#### [What you should do]
Reproduce word for word everything from the start of the records down to and including the line that contains "column 258, row 203".

=== Data supplied ===

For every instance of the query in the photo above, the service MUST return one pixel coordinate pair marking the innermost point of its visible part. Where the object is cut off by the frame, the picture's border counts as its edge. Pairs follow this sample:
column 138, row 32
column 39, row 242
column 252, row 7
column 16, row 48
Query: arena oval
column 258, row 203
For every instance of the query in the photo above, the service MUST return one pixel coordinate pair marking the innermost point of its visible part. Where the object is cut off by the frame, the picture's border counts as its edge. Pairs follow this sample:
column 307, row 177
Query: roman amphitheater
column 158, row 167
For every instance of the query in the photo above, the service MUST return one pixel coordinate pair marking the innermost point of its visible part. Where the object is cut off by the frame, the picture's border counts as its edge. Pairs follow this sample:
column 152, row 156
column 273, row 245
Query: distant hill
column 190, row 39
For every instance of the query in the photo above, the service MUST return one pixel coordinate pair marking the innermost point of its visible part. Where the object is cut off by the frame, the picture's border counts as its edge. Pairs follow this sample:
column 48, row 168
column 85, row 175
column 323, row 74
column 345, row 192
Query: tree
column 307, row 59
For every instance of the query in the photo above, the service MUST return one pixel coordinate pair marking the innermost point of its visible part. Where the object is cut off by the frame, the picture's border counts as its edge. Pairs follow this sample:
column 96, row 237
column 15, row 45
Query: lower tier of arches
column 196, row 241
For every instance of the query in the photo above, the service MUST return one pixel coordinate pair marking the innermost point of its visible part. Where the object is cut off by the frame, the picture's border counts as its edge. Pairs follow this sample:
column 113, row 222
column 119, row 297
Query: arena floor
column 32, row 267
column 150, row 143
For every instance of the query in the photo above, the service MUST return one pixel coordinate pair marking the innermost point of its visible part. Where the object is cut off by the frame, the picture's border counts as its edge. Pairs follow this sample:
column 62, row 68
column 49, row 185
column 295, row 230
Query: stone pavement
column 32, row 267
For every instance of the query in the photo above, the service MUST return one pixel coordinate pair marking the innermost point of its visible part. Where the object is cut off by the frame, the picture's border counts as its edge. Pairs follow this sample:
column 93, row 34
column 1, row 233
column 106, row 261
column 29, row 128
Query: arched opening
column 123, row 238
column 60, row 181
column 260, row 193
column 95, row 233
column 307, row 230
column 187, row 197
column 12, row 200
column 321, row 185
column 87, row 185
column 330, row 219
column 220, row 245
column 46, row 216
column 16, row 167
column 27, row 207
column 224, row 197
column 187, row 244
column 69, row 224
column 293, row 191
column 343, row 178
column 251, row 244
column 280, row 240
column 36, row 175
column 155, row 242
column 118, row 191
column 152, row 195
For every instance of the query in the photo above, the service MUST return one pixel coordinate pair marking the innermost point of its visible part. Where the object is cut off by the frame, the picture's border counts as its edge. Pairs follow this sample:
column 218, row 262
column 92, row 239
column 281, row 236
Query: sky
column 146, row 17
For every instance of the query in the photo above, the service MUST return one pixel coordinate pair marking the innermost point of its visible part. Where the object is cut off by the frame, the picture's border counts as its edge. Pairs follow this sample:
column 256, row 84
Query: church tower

===

#### [Output]
For every instance of the query in the photo above, the service MUST return one pixel coordinate pair marking the innermost point of its visible part. Where the object is cut off by the frame, the picture's border counts as its edge. Pairs follow this sample:
column 138, row 32
column 39, row 242
column 252, row 7
column 16, row 48
Query: arena oval
column 258, row 203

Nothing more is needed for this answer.